[[ Records shown open ]]

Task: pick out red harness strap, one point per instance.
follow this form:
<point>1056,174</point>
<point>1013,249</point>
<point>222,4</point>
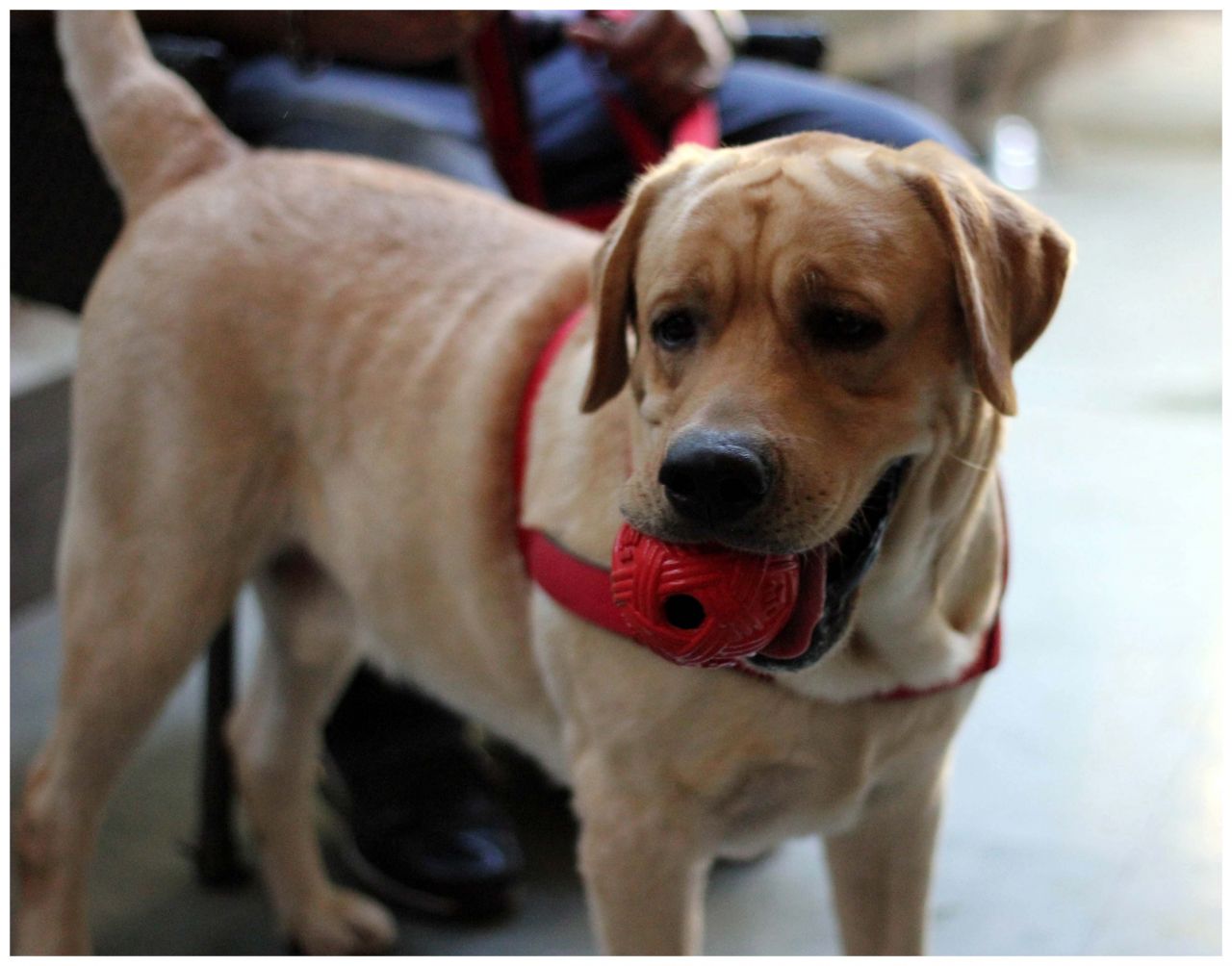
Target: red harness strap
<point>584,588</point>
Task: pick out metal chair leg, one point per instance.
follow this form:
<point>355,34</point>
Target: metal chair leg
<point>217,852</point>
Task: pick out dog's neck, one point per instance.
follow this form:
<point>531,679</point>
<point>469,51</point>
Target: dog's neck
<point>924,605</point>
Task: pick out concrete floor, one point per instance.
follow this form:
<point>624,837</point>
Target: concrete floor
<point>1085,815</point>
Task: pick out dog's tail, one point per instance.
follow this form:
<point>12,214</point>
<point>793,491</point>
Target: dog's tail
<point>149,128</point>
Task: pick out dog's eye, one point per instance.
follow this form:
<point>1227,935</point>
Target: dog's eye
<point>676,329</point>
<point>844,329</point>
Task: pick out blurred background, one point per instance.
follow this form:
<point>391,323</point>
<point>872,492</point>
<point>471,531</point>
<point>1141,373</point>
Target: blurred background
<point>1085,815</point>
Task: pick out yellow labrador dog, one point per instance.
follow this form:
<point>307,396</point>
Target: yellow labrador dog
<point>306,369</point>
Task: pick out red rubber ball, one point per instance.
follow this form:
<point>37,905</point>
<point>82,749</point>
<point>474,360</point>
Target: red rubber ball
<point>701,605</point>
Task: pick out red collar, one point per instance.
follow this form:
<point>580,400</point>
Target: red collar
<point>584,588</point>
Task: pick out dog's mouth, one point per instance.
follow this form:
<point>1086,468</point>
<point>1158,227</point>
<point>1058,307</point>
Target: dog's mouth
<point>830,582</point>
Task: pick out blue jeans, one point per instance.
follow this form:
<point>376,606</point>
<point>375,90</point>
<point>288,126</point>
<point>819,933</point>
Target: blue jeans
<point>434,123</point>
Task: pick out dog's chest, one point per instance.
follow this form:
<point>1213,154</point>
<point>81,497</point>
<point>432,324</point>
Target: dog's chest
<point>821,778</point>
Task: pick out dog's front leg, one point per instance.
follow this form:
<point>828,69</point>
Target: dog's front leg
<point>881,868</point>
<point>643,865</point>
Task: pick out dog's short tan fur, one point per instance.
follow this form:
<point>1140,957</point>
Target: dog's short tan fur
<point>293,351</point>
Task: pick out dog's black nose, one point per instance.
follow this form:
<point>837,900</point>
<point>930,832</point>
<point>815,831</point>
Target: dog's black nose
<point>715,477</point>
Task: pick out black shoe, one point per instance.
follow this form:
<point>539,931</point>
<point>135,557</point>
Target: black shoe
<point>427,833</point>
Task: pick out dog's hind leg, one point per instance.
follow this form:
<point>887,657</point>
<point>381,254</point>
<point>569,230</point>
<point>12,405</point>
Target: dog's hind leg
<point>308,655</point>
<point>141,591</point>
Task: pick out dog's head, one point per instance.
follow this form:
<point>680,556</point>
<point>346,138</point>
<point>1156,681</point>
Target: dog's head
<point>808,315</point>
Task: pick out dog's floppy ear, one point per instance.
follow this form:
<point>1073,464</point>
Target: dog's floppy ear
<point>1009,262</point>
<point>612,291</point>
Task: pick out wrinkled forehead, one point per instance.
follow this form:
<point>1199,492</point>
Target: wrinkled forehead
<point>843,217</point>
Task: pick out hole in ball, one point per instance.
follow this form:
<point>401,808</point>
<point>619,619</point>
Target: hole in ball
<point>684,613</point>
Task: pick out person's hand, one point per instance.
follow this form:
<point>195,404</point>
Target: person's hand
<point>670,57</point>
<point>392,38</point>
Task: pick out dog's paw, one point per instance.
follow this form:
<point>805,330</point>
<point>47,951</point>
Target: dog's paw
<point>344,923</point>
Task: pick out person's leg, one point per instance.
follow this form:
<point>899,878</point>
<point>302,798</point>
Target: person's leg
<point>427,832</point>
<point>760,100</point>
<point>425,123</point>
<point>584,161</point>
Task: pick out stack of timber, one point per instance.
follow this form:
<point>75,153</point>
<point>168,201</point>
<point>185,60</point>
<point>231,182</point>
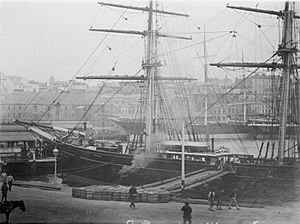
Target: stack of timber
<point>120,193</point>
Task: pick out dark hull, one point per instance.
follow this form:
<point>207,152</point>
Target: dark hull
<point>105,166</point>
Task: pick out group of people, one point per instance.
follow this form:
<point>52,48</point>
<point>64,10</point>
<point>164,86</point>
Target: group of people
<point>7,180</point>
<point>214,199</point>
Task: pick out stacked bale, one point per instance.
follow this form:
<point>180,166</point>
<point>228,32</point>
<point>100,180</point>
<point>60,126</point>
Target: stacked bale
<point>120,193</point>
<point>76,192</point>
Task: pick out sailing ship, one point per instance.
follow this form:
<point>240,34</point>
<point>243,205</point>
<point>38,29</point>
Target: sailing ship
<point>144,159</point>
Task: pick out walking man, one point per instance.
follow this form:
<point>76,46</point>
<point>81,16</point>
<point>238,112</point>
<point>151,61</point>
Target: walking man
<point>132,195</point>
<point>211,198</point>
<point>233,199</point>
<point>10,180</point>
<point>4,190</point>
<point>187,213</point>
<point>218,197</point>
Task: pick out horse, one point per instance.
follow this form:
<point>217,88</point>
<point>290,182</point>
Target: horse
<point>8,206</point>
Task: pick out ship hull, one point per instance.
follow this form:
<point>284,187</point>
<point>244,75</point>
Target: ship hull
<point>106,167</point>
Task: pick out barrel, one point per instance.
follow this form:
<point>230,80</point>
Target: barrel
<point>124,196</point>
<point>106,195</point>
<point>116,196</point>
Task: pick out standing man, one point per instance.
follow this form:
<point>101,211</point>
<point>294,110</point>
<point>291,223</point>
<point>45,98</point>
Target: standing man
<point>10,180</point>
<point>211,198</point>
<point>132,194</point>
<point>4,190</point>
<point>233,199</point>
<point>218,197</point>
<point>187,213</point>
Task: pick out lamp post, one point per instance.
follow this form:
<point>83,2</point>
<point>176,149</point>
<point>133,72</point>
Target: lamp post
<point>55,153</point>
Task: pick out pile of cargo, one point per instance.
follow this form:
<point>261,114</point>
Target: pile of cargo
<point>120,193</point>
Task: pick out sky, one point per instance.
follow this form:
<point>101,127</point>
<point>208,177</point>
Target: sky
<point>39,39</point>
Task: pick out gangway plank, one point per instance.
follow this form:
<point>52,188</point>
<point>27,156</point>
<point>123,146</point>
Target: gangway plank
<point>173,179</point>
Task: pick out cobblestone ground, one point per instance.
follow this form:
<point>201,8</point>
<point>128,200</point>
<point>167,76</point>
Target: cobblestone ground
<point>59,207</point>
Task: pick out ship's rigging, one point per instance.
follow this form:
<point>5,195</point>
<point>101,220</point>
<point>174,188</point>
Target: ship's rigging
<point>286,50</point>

[[ Records shown closed ]]
[[ Records shown open ]]

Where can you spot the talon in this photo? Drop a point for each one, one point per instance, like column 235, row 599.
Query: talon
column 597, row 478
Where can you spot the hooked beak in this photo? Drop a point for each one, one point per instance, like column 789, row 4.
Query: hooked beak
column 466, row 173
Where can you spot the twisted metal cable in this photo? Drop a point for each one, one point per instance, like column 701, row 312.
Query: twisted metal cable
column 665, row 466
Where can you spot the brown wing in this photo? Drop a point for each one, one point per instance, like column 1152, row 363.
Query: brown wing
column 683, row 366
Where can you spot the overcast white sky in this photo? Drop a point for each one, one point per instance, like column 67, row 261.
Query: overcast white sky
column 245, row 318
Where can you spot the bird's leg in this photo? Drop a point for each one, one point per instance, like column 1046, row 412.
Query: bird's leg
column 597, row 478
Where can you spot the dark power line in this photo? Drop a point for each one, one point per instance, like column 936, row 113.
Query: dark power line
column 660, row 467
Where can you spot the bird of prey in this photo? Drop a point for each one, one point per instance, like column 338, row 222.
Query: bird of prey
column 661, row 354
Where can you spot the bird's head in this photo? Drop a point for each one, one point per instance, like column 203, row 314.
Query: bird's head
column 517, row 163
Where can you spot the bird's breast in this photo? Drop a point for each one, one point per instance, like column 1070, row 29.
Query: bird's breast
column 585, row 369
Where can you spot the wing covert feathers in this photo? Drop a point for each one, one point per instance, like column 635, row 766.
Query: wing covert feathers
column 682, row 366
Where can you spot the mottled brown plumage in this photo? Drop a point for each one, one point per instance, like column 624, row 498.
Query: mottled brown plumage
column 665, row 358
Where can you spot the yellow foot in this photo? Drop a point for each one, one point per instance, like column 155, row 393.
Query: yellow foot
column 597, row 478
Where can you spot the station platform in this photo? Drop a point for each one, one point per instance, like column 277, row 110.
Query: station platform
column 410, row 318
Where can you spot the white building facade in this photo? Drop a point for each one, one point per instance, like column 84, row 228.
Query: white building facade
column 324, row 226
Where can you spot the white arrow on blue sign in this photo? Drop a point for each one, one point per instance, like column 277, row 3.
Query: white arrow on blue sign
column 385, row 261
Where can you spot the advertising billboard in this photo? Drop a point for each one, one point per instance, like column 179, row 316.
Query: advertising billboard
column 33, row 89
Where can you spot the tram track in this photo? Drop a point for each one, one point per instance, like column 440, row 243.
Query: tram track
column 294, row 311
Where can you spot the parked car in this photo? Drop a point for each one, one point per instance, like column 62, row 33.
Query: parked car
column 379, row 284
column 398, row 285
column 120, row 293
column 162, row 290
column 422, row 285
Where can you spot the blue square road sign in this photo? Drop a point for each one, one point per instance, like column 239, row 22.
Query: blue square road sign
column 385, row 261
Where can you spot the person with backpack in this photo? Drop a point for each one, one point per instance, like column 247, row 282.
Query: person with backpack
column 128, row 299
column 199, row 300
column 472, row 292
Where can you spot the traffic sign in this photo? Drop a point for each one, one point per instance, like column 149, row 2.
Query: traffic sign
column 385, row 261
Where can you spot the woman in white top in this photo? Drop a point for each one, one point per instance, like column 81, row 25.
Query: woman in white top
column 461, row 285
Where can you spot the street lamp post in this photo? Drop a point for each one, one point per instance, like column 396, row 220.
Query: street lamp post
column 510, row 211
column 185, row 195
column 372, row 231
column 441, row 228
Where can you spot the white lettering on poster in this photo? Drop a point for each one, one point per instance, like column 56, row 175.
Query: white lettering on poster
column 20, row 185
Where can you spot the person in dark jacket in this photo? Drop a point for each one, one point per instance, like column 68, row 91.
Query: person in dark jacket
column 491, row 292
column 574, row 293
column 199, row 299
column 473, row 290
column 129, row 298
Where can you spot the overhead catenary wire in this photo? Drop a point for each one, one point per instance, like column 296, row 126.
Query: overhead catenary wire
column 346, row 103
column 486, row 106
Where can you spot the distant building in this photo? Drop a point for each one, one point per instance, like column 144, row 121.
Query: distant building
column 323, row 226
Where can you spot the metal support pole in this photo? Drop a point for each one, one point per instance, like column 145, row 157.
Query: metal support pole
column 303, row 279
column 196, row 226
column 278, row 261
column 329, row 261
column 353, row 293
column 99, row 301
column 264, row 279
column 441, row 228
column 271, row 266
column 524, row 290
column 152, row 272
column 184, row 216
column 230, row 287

[[ Records shown closed ]]

Word for word, restate the lines of the data above that fall between the line holding "<point>1058,307</point>" and the line holding "<point>828,69</point>", inclusive, and no other lines.

<point>1058,307</point>
Target: dog's mouth
<point>830,582</point>
Task: pick out blue jeans, one point per instance.
follow this form:
<point>376,606</point>
<point>375,90</point>
<point>288,126</point>
<point>819,933</point>
Target: blue jeans
<point>434,123</point>
Task: pick out dog's chest, one point per instance.
follow this form:
<point>1213,154</point>
<point>81,497</point>
<point>432,324</point>
Target: dog's chest
<point>821,778</point>
Task: pick out dog's front leg, one point per instance.
follow this form:
<point>828,69</point>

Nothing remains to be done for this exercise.